Excerpted text -
[cpp-threads] Alternatives to SC

[Paul E. McKenney]

On Mon, Jan 29, 2007 at 02:11:46PM -0600, Boehm, Hans wrote:
> > From:  Doug Lea
> > 
> > Hans Boehm wrote:

[ . . . ]

> > I'm not sure I could write such a program in C++ under the no
> > semantics for programs with data-races approach. And some of the
> > linux-kernel and related examples seem to fall under this category
> > too. (Hmm; maybe they will start writing such code in Java instead :-)
>
> I think that you should be able to write these using "raw" atomics in
> C++.  The intent is for that to give you atomicity at low cost, which is
> kind of what you get from normal Java variables.  (Actually, I think the
> Java approach of guaranteeing this for certain types and not others
> wouldn't work well for C++, since it doesn't interact well with either
> templates or narrow bus embedded processors.  I have no idea how
> important the latter actually are for C++.)

Information supplied -
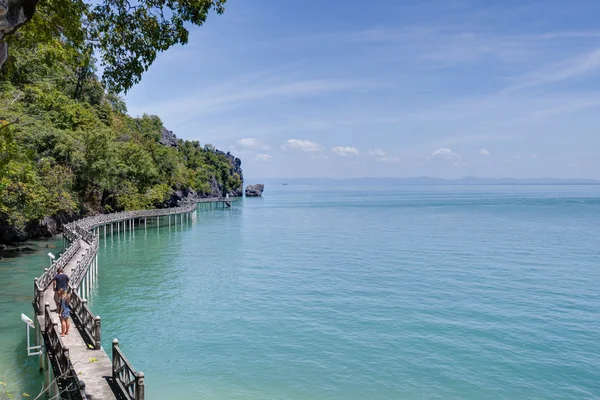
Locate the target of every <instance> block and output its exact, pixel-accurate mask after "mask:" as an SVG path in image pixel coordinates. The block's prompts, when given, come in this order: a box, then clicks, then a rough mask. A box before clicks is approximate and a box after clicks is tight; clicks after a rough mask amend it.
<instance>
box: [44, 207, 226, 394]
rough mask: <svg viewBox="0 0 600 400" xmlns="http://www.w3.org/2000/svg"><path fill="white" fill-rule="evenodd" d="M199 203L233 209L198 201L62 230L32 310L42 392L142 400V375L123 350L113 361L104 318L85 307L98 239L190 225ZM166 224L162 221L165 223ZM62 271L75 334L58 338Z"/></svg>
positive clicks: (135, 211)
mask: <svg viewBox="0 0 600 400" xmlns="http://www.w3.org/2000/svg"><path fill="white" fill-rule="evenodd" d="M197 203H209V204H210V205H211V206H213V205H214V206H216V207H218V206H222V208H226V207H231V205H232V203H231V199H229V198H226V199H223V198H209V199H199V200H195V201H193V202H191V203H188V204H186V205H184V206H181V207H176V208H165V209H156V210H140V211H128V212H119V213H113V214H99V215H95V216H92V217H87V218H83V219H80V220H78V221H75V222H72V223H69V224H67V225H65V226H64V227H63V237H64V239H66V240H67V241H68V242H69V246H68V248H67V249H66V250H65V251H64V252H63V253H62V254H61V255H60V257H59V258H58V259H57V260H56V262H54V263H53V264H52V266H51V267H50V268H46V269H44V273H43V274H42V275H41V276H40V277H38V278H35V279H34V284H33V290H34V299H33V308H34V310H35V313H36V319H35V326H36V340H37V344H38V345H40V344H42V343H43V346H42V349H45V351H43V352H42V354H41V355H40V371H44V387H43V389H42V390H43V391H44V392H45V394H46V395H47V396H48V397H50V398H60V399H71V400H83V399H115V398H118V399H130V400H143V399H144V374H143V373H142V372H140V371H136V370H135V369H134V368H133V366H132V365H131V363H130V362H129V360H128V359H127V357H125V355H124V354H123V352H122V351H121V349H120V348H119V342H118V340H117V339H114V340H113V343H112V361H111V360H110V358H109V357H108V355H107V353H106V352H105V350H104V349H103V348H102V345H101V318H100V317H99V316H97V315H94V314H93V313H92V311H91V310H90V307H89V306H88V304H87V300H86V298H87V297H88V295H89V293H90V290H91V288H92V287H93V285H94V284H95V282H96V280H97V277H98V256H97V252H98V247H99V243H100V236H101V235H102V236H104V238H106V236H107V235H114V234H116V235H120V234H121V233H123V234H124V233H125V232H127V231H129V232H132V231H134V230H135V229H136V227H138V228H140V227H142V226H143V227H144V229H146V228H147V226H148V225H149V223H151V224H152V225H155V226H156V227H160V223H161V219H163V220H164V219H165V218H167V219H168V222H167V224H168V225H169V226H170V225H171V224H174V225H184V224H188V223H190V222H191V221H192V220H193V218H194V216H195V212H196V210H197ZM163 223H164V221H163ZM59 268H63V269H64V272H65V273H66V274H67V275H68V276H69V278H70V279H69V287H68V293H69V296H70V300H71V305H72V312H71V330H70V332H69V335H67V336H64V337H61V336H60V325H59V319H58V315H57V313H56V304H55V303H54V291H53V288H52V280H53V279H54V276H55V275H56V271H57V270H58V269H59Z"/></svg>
--
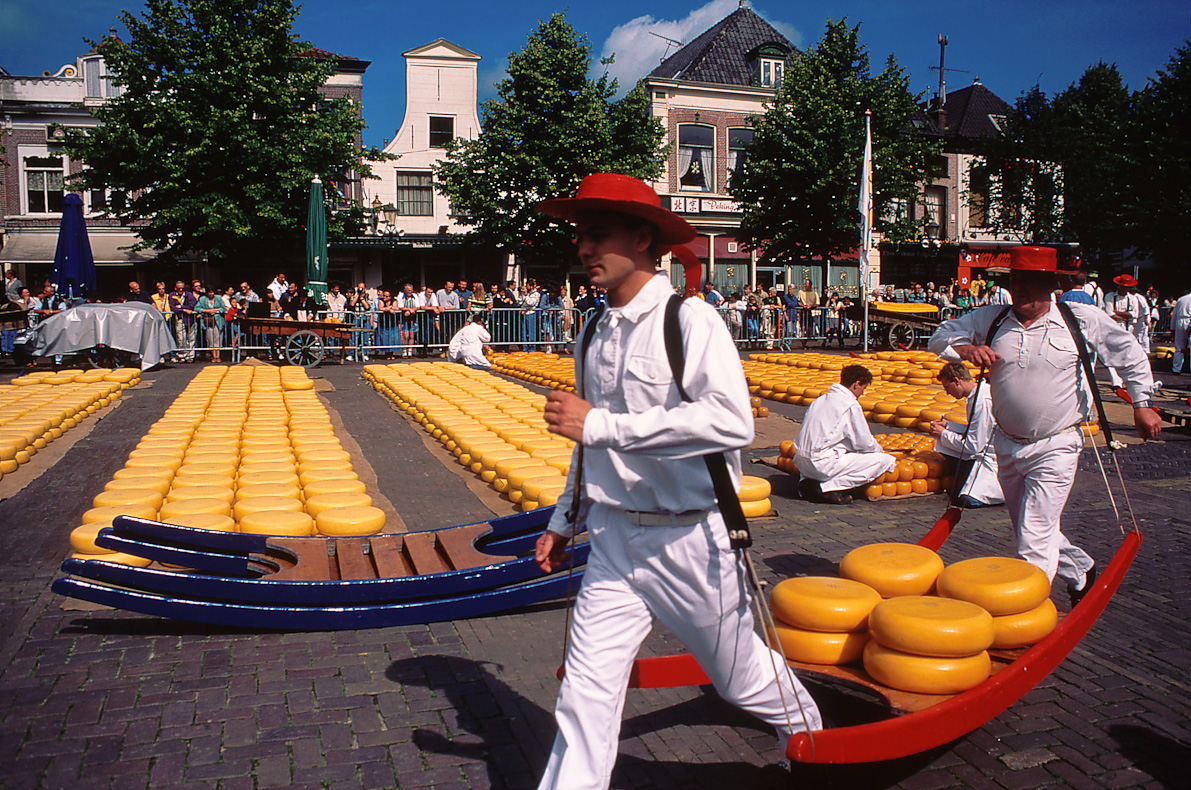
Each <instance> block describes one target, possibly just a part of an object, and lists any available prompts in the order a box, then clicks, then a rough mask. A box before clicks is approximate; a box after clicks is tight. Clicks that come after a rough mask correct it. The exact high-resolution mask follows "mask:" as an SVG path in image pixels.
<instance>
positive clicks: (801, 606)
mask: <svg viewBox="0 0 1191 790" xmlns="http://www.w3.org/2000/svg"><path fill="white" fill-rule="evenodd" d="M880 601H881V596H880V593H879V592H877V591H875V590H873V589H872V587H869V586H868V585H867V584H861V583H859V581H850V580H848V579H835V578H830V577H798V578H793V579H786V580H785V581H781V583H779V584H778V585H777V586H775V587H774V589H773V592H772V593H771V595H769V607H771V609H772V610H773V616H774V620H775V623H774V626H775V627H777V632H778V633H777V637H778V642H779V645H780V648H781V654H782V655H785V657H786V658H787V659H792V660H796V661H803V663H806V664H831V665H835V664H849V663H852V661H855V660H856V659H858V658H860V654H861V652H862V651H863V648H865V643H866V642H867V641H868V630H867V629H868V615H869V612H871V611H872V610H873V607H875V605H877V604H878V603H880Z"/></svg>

Questions -
A: In the mailing-list excerpt, what is the stated intent of using "raw" atomics in C++?
B: Retype the mailing-list excerpt from "[Paul E. McKenney]" to "Java instead :-)" without any changes.

Written answers -
A: To give atomicity at low cost.

B:
[Paul E. McKenney]

On Mon, Jan 29, 2007 at 02:11:46PM -0600, Boehm, Hans wrote:
> > From:  Doug Lea
> > 
> > Hans Boehm wrote:

[ . . . ]

> > I'm not sure I could write such a program in C++ under the no
> > semantics for programs with data-races approach. And some of the
> > linux-kernel and related examples seem to fall under this category
> > too. (Hmm; maybe they will start writing such code in Java instead :-)